=== Data excerpts ===
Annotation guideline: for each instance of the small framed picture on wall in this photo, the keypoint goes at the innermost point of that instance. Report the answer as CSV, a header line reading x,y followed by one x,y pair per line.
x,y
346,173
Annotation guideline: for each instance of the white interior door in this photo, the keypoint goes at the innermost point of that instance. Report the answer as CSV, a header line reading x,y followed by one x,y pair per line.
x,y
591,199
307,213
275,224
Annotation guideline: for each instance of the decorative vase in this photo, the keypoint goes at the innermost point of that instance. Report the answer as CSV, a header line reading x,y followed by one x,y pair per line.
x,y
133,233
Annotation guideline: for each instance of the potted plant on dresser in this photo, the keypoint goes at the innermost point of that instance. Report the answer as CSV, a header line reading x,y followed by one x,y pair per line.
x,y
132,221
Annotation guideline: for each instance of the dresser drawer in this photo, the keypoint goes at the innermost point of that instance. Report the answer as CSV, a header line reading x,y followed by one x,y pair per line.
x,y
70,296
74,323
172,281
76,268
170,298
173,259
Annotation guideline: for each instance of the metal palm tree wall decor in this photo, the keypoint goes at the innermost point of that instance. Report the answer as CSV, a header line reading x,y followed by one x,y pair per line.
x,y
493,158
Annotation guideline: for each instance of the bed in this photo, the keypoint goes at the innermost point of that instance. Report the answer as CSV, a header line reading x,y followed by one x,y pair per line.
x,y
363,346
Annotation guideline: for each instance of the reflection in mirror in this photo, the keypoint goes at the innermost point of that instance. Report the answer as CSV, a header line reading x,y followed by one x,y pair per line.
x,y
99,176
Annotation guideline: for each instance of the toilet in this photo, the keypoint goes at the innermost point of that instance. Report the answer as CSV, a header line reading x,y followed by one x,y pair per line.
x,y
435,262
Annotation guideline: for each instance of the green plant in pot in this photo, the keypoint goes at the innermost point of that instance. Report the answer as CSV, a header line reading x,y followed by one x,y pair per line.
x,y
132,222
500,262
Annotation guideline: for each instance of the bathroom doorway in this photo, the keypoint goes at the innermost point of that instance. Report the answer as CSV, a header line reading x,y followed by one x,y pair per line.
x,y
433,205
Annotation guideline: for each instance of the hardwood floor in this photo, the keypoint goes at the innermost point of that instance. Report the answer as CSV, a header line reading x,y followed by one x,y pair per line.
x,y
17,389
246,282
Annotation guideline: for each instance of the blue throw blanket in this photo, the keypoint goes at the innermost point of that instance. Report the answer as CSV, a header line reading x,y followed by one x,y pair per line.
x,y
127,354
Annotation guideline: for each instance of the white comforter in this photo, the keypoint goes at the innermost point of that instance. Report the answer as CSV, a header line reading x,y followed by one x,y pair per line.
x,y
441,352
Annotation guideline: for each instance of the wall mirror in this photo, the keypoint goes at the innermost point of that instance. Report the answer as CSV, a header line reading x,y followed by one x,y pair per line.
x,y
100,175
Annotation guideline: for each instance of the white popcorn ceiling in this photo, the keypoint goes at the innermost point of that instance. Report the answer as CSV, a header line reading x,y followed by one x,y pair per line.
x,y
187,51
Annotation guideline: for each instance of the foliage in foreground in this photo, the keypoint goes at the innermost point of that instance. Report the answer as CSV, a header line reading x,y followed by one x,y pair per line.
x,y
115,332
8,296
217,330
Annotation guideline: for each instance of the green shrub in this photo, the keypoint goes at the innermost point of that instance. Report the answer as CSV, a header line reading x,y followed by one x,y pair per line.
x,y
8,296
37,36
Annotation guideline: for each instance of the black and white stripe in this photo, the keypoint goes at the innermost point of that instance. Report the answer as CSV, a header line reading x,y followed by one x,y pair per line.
===
_Task statement_
From the first line to the last, transcribe the records exactly.

_Answer to the exercise_
Annotation guideline: for each instance of the small framed picture on wall in this photo, the keypoint goes at the innermost point of that instance. Report the answer as CSV, a header line reading x,y followed by one x,y pair per line.
x,y
346,173
Annotation guideline: for each instance of the white interior door in this photo, the keypoint goes at the innermost point of that instance. Report the answer as CSV, a header line reading x,y followed by one x,y pair per line.
x,y
591,199
307,213
275,224
Annotation guideline: for each instance of the decorative vase in this photo, the keypoint goes at the innermost point of that instance. Report the answer as CSV, a header line reading x,y followed by one x,y pair per line.
x,y
133,233
Annotation guideline: for each instance of the potted plant on dresser in this photo, the keypoint goes at the innermost point of that instance. Report the answer as CSV, a header line reading x,y followed by one x,y pair per line.
x,y
132,221
Annotation guideline: for each instance of the dresser drawer in this photo, the keypoint goes at the innermost point of that instance. Report the answer as CSV, a header line reading x,y followed by one x,y pair per line.
x,y
70,296
74,323
172,281
76,268
170,298
173,259
Annotation guideline: for each instance of the metal palm tree wall decor in this photo, the keypoint goes at the innermost point of that instance. Report the answer as CSV, a header line reading x,y followed by one x,y pair per line.
x,y
493,158
Annotation guideline: for each instance of the bed in this photo, the keypoint goes at the innermost point of that instance. Report the answer as CSV, a header line reading x,y followed by one x,y pair per line.
x,y
363,346
Annotation guideline: for each instance of the reflection in mirror in this photo, the keypoint goes at the innermost point of that instance. Report the answer as CSV, a header line reading x,y followed by one x,y pair per line.
x,y
99,176
Annotation guideline: for each instance of the toilet in this photo, the keypoint goes at the innermost point of that instance. Report the answer as CSV, a header line reading x,y followed by one x,y pair per line.
x,y
435,262
Annotation guideline: for each instance of the green plant in pot in this photo, the keypoint goes at the innermost point of that instance. Report the answer as CSV, a header line reading x,y followed by one x,y pair per line.
x,y
132,222
500,262
Annotation guideline: for each instance of the bathroom doorway in this photo, the keypoint goes at the innermost point of that instance. Report the answer as CSV, a header line reading x,y followed by one x,y pair per line.
x,y
433,205
Annotation guideline: for each instance of the hardwood floor in this photo, the keypoint goes at the innermost point of that instance. Report the answer as CSV, a header line reading x,y followed by one x,y pair per line.
x,y
17,389
246,282
Annotation guideline: for each instance of the blue throw blanket in this photo, the keypoint goes at the innermost point of that instance. Report the answer as CSV, a header line reading x,y followed by one x,y pair per line.
x,y
127,354
Annotation guideline: for each instance of the white comforter in this photo, the keypoint goes at the innermost point of that instance. Report the answer as CSV, a header line reading x,y followed by one x,y pair per line.
x,y
441,352
Annotation guideline: for each instance of the wall mirror in this photo, the keypoint goes at the innermost point of that instance. Report the answer as CSV, a header line reading x,y followed by one x,y pair per line.
x,y
100,175
Annotation guideline: for each instance of the white popcorn ceiling in this photo, the keypoint goes at the innermost point of that instance. Report the answer as CSV, a header line reading x,y followed by one x,y pair per line.
x,y
187,51
Annotation guideline: for each instance of the foliage in foreground in this photo, the keypoint goes at the innermost point of that instance. Report the answer as CSV, a header line reading x,y followed by one x,y pair per line.
x,y
115,332
8,296
217,330
Annotation guideline: for each instance of the green shrub in this photo, the keypoint goes at the innermost point of that instance. Report the answer as CSV, a header line reading x,y followed by one x,y pair per line.
x,y
8,296
37,36
Annotation guideline: for each instance of the black and white stripe in this photo, the keypoint goes at the innermost point of that instance. Report the answer as CSV, a header line reading x,y followed by one x,y pair per line.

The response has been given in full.